Passage provided
[Import-SIG] New draft revision for PEP 382

Eric Snow ericsnowcurrently at gmail.com
Sun Jul 10 00:30:28 CEST 2011


On Sat, Jul 9, 2011 at 3:49 PM, P.J. Eby <pje at telecommunity.com> wrote:
> At 02:42 AM 7/9/2011 -0600, Eric Snow wrote:
>>
>> And if there were a "zope_part1" and a "zope_part2" directory, both
>> with a zope.ns file in them, that namespace_subpath("zope") call would
>> return ["/usr/lib/site-packages/zope_part1",
>> "/usr/lib/site-packages/zope_part2"], right?  And if both also had a
>> foo.ns file in them, the same would be returned for
>> namespace_subpath("foo").
>
> No; the directory is always named for the package, just like now.  We're
> just saying that we replace looking for __init__.py with looking for *.ns.
>
>
>> > Finally, the ``__init__`` module code for the package (if it exists)
>> > is located and executed in the new module's namespace.
>> >
>> > Each importer that returns a ``namespace_subpath()`` for the package
>> > is asked to perform a standard ``find_module()`` for the package.
>> > Since by the normal import rules, a directory containing an
>> > ``__init__`` module is a package, this call should succeed if the
>> > namespace package portion contains an ``__init__`` module, and the
>> > importing can proceed normally from that point.
>> >
>>
>> Is this last paragraph part of the finally?
>
> Yes.

Source material
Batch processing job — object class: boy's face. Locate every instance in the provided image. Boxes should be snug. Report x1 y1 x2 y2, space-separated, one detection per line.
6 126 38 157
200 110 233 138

Problem description
In the PEP 382 thread above, what replaces looking for __init__.py? Please answer in a few words.

Correct response
Looking for *.ns.